> [Directions for this task]
Your task is to repeat the records exactly from the line containing "point: dog -- one" onward, through the final line.
#### Material
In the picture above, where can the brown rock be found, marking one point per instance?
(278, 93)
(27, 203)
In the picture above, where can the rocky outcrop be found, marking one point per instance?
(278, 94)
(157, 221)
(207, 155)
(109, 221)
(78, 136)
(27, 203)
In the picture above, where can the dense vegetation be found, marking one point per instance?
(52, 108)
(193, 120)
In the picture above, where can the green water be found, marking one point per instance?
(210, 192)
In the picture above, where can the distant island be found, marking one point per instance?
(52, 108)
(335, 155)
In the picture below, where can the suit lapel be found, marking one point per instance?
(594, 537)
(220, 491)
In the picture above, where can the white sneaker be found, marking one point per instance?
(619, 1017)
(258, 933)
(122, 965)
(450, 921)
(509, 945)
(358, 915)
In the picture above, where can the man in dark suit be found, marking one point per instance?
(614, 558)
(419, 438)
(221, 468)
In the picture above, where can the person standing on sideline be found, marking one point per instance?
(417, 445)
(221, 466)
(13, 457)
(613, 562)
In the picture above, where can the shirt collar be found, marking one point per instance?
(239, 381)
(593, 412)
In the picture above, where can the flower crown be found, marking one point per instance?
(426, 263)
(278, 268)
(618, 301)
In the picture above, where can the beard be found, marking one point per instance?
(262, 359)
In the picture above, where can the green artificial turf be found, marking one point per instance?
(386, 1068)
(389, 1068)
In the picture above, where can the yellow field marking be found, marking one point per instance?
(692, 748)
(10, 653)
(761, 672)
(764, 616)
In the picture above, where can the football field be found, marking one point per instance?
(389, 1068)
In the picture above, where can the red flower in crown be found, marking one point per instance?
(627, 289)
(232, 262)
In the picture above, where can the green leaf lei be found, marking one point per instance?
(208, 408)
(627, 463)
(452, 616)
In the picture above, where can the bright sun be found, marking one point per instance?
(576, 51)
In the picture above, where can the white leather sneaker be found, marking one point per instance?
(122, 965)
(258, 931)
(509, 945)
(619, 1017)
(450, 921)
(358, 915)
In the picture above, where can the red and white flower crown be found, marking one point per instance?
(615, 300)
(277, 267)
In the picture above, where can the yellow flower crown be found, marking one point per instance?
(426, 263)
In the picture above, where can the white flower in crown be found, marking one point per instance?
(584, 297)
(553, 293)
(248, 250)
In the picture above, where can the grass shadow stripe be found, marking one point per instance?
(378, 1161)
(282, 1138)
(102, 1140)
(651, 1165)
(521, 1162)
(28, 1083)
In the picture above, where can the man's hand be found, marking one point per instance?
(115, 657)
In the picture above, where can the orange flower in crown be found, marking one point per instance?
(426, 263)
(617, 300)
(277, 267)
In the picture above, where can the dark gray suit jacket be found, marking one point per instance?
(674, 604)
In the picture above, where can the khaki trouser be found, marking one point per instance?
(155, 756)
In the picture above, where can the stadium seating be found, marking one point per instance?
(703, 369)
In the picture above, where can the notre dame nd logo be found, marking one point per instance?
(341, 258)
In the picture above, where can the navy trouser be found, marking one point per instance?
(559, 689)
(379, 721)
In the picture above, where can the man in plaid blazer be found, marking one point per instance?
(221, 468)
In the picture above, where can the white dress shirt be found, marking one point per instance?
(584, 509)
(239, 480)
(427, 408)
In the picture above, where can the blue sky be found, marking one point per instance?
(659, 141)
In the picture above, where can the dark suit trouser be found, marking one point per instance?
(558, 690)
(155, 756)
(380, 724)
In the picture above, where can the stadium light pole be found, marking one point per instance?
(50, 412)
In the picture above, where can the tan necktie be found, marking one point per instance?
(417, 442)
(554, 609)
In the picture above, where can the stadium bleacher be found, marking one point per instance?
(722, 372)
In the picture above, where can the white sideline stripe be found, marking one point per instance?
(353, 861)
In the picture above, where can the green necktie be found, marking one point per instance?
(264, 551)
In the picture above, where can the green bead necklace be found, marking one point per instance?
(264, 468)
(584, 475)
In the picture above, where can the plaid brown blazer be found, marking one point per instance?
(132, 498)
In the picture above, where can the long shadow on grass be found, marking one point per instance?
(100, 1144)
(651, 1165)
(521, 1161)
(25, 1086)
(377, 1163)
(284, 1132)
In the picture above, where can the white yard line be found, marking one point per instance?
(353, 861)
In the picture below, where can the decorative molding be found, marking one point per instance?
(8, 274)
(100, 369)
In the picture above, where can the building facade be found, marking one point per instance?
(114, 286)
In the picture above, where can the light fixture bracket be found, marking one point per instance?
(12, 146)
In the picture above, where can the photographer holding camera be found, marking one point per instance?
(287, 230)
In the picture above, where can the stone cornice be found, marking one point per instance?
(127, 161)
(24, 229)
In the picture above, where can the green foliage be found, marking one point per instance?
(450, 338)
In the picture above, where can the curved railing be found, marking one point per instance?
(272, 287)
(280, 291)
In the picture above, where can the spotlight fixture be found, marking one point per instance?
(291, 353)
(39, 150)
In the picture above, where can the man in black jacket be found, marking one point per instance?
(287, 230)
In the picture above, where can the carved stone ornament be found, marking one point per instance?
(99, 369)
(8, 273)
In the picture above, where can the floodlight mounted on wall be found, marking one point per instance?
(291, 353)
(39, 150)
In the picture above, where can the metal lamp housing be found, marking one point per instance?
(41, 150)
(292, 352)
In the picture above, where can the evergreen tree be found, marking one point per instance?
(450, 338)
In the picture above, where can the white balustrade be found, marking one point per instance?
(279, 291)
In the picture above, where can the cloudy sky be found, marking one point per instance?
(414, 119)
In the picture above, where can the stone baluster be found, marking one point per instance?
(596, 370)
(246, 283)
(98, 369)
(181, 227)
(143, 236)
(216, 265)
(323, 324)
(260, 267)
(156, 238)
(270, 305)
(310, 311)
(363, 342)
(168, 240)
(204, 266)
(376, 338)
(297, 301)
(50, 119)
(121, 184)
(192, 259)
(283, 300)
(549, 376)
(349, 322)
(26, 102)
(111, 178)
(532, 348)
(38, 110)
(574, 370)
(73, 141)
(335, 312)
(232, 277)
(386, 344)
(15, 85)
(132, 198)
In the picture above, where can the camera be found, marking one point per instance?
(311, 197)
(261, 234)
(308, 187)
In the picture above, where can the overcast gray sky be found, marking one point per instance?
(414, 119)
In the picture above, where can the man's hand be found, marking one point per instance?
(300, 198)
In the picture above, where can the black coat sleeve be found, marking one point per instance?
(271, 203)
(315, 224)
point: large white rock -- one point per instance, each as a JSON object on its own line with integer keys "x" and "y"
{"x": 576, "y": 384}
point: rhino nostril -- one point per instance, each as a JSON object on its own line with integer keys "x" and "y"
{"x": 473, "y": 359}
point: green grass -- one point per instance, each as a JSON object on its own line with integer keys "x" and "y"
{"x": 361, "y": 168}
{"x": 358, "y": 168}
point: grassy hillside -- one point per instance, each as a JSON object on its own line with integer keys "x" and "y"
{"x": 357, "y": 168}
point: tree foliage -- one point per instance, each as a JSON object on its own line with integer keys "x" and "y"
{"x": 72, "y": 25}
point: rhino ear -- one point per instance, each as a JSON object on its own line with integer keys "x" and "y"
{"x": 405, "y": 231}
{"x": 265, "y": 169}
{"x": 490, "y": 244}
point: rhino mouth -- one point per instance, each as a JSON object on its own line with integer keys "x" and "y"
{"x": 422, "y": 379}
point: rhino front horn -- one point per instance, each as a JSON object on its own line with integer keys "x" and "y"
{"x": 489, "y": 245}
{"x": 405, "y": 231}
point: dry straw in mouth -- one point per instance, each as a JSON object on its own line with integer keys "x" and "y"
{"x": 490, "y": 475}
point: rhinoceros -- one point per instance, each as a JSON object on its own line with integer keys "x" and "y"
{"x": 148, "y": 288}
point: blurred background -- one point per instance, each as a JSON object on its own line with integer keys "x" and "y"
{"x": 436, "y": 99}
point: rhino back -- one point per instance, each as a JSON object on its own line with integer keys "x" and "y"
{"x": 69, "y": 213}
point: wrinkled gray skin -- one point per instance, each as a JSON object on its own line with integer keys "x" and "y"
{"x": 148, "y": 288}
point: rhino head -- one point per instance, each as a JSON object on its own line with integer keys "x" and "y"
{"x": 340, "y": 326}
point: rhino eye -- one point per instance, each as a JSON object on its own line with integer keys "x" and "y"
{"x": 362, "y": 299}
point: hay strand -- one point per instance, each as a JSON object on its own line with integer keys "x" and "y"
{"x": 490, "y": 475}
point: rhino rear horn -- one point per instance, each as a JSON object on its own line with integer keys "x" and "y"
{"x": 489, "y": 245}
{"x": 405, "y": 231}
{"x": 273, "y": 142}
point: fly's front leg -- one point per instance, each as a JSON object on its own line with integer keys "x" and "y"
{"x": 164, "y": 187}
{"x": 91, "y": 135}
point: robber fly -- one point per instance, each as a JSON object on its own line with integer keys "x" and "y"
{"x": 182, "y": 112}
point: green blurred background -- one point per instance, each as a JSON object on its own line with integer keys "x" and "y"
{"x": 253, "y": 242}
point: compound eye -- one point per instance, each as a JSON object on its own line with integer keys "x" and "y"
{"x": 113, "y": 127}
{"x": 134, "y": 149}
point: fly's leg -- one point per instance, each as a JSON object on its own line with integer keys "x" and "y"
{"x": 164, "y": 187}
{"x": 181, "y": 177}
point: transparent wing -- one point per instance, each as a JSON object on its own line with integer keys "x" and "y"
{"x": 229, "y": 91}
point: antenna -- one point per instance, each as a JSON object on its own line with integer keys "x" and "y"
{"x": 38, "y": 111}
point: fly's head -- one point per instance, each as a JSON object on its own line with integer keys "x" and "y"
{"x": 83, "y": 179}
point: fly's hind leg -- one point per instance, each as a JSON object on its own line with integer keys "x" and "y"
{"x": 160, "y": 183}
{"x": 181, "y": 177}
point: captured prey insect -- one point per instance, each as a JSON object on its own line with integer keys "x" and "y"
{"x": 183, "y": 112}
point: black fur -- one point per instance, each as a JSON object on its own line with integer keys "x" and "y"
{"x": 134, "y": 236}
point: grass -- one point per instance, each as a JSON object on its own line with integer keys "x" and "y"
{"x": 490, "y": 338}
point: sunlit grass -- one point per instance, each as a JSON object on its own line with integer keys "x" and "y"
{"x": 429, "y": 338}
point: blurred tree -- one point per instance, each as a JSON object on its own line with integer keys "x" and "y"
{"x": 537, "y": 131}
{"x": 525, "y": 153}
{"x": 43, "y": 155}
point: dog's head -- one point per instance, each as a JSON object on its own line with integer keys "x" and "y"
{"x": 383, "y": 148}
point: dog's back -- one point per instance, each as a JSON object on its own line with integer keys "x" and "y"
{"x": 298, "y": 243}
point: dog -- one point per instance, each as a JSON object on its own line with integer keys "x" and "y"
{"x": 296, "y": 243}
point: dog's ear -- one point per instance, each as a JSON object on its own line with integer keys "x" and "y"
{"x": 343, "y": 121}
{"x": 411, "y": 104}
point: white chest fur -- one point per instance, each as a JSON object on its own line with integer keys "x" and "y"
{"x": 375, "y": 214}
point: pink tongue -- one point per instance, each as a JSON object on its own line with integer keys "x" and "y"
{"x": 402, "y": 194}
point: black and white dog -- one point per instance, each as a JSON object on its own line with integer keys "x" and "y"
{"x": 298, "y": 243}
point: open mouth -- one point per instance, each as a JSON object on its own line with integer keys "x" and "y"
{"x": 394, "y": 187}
########
> [Correct output]
point: dog -- one point per instance, each as a JSON object on its own line with integer keys "x" and "y"
{"x": 296, "y": 243}
point: dog's ear -- one point per instance, each as a JSON object on its own line with integer keys "x" and "y"
{"x": 343, "y": 121}
{"x": 411, "y": 104}
point: white chest fur -- one point per instance, each as a JSON object on its own line with integer keys "x" and "y"
{"x": 375, "y": 214}
point: pink tongue -- one point per instance, each as a JSON object on its own line with integer keys "x" and "y"
{"x": 402, "y": 194}
point: black and white dog -- one point per instance, each as a JSON object on its own line with integer keys "x" and "y"
{"x": 298, "y": 243}
point: open mouth -- one point per instance, each as a JSON object on its own line with integer keys "x" and "y"
{"x": 394, "y": 187}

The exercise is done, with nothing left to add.